Only the lines from the one containing "Where can you see the green turf" through the end of the entries should be repeated, exactly as they appear, first and last included.

▸ Provided data:
'''

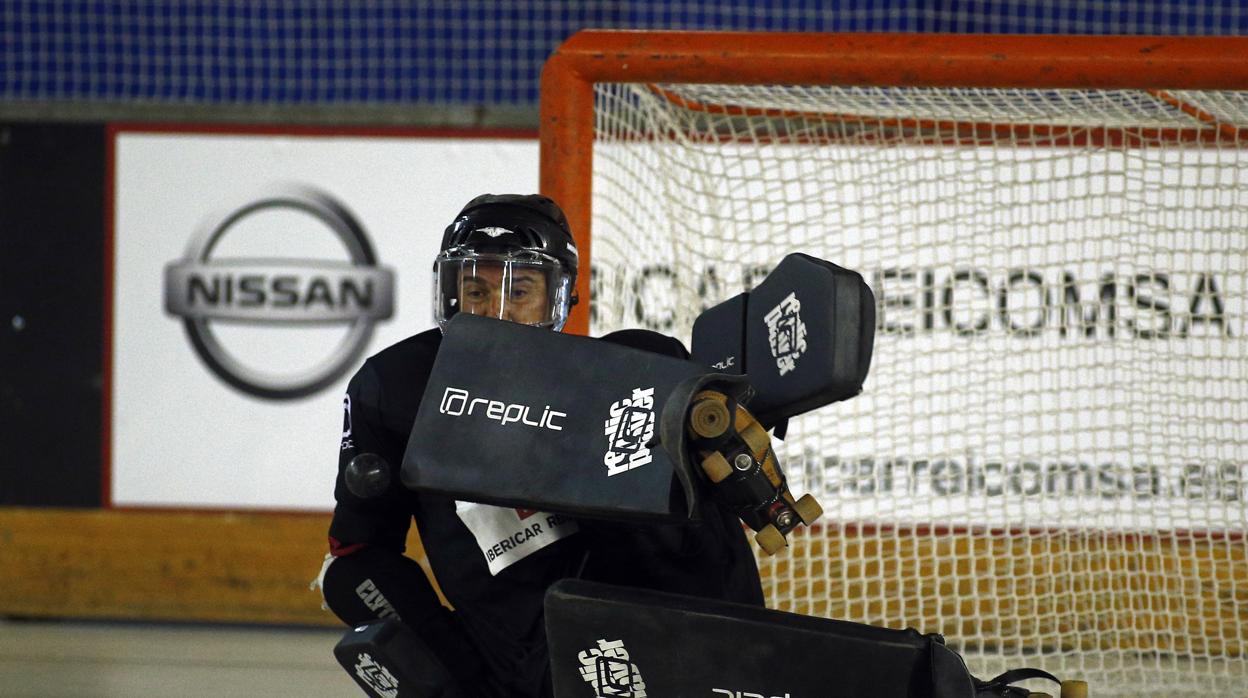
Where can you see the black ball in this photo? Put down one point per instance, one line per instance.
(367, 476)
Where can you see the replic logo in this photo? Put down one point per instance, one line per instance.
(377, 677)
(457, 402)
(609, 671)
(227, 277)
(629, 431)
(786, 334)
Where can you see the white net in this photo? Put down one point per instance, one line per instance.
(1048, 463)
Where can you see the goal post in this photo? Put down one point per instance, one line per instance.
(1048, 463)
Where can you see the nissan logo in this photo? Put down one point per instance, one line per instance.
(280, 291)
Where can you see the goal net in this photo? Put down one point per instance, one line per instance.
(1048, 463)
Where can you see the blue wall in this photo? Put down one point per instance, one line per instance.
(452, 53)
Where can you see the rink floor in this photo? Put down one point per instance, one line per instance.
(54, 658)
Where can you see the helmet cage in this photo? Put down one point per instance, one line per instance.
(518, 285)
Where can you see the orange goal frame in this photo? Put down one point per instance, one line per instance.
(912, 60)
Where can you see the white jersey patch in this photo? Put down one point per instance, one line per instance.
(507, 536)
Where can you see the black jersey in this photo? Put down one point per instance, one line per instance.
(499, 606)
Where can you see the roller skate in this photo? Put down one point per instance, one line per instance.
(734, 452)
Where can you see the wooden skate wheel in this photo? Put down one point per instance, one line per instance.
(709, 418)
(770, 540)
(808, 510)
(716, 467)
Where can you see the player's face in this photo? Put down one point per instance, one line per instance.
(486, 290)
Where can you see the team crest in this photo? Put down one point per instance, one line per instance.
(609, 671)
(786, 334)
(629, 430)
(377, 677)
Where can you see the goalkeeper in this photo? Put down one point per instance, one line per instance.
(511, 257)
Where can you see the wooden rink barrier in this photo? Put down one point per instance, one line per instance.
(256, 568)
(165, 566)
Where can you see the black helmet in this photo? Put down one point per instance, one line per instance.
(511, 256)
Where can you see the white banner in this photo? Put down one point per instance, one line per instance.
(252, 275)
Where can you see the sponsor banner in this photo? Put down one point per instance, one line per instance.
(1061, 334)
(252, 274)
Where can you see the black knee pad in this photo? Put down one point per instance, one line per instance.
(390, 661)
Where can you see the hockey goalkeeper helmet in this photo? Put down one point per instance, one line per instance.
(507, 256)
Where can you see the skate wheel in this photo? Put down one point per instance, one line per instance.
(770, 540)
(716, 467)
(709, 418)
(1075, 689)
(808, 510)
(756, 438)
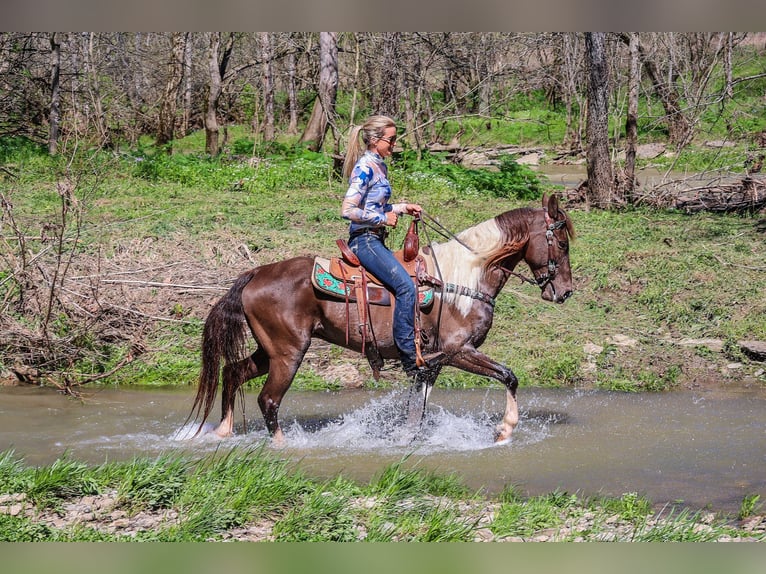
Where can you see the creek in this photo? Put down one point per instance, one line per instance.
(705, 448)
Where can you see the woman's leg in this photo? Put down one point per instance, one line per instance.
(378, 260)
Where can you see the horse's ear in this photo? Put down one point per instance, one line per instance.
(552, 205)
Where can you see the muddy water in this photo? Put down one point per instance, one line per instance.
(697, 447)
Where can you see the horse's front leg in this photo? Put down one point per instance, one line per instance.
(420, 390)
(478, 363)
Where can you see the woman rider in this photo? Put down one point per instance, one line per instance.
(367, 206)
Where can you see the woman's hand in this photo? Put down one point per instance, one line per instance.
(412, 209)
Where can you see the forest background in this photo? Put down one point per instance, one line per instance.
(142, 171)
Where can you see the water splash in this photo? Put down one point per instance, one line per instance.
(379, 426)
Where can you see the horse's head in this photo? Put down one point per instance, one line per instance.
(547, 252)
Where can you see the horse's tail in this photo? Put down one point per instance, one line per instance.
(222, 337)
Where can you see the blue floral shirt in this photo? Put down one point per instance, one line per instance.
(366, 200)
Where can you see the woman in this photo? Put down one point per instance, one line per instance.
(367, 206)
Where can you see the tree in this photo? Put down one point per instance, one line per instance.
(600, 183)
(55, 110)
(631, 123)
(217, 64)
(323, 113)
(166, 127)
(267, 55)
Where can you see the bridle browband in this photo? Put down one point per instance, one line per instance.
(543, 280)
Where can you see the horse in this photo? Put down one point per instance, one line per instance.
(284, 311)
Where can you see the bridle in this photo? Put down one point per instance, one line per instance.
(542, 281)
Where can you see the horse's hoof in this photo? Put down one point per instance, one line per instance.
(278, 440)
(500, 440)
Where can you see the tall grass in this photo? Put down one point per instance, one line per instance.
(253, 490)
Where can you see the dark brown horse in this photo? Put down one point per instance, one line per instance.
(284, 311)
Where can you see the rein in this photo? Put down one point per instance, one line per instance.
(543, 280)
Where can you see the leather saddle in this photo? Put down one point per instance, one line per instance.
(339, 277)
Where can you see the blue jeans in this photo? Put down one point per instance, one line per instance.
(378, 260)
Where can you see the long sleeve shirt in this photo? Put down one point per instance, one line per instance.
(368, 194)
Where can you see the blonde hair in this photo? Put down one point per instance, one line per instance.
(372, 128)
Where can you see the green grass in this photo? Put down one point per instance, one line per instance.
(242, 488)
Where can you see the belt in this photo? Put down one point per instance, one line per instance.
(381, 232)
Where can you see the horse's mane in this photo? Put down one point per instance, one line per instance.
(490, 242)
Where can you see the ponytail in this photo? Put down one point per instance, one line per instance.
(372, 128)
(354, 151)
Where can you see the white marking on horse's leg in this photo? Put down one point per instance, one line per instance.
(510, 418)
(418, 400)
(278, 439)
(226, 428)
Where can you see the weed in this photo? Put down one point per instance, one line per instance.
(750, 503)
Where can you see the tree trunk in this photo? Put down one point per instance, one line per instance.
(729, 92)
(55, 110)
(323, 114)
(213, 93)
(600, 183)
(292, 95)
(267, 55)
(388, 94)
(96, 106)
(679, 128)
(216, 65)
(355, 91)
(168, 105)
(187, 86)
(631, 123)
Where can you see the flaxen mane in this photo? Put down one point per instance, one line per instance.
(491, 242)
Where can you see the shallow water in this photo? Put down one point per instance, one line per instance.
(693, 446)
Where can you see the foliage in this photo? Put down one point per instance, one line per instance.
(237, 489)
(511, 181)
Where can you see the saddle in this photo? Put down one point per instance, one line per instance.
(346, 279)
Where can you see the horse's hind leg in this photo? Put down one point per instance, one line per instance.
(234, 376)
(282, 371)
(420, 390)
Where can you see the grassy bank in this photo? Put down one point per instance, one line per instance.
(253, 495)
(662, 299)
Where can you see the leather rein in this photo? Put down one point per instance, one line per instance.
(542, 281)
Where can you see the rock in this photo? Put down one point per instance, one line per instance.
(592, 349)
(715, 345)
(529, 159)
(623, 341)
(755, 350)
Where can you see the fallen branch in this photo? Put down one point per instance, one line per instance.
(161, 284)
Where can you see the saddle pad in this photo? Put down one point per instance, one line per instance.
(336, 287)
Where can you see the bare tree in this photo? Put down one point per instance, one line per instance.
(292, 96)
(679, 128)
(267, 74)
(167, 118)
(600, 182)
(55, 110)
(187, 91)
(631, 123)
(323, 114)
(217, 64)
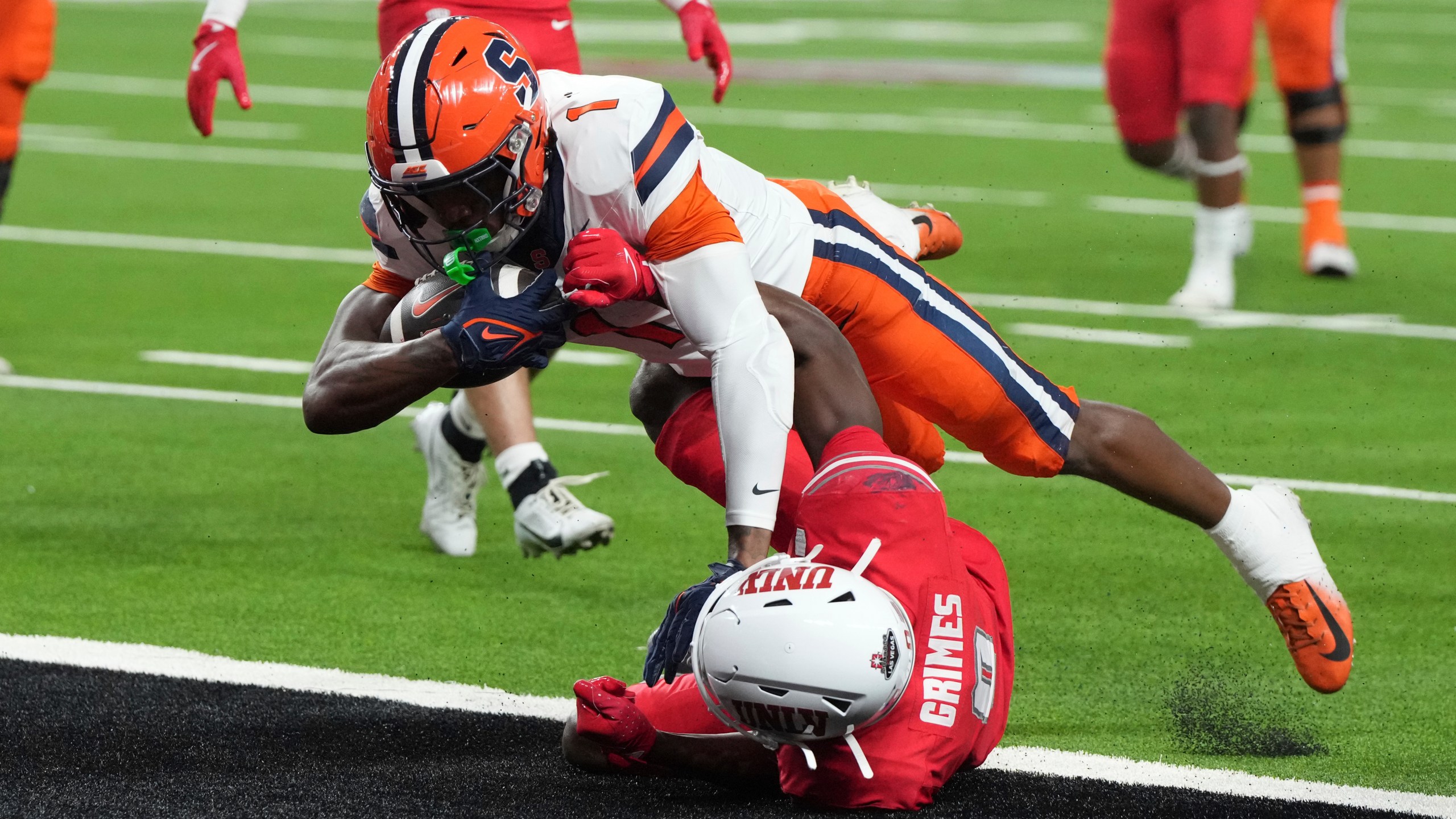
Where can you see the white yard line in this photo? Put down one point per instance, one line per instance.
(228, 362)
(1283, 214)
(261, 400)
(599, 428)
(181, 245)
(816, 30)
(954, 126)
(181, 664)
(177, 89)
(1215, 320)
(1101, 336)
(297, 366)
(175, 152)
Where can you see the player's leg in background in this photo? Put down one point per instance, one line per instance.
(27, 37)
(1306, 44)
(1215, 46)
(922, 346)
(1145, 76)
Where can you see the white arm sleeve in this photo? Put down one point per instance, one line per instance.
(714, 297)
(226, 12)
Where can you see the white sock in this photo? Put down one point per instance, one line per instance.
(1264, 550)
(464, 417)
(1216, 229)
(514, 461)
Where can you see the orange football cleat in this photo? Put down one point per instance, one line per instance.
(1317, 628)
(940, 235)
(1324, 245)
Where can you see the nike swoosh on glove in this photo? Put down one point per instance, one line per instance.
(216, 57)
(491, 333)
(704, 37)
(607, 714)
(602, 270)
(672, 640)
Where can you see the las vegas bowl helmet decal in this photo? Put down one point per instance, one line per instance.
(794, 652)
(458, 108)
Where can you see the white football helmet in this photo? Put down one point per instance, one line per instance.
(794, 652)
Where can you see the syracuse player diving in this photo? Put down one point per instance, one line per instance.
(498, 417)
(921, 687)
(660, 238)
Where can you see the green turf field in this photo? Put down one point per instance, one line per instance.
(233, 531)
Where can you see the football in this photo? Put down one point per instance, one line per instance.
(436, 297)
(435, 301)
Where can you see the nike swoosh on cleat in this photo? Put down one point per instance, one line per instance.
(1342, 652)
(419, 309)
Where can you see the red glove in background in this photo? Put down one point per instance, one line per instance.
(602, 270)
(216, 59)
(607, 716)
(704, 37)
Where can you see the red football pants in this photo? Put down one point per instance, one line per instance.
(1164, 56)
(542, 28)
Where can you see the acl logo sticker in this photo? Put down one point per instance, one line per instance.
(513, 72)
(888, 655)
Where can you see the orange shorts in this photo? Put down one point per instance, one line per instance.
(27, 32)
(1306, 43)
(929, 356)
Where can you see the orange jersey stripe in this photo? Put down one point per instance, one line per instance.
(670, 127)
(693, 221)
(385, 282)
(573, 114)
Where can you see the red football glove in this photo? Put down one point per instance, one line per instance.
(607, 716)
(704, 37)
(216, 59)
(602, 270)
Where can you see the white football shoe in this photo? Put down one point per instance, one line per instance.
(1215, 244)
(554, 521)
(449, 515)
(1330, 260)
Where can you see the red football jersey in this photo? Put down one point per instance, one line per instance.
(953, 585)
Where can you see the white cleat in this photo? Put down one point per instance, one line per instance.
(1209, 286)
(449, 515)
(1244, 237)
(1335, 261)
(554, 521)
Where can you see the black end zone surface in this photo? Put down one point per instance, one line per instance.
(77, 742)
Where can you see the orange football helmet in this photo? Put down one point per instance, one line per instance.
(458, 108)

'''

▸ Response:
Where can you see the green turf field in this photo? Put down one point per instance, one line per instance.
(233, 531)
Where can you see the football in this photo? Put down one point per instance, one line per instance.
(436, 297)
(435, 301)
Where can you see the nike swoosh on cleat in this photo? Put down one point per instance, one line per instance.
(1342, 652)
(419, 309)
Where can you see the red glove in background in this photo? Put down one point per instance, one line per instance.
(602, 270)
(216, 59)
(607, 716)
(704, 37)
Where can you see the red football pants in this photo? Put down one point per instance, one line per instance.
(1164, 56)
(542, 28)
Where can you see the acl logo sticker in this photo? Put down one point per instance, one line per instance.
(513, 72)
(888, 655)
Where can you see the orange shorts in this photo? Put down one point per instance, one line per instance.
(27, 32)
(1306, 43)
(929, 356)
Where can you see the orange jersey stripe in this photo? Put down one point per instance, one line per instance.
(670, 127)
(693, 221)
(385, 282)
(573, 114)
Where can you see the red football glove in this photo? Put down one point per instance, one line per instance.
(607, 716)
(704, 37)
(216, 59)
(602, 270)
Where can you see the white football shoe in this photo? Put down one point per instance, one line per instance.
(1215, 244)
(554, 521)
(449, 515)
(1330, 260)
Where can you see the red football jersey in this photo? Put down one point per instance, one line per instance.
(953, 585)
Where can you see the white cleat in this photo? Put down one point per instance, one line per instance.
(1209, 286)
(449, 515)
(1244, 237)
(1335, 261)
(554, 521)
Where can you see the black end zone surface in this photo? Put down one point per instance, one line per instance.
(77, 742)
Where can you see the orange football helmet in this photo? Put down one point per instance, one line per instance.
(458, 108)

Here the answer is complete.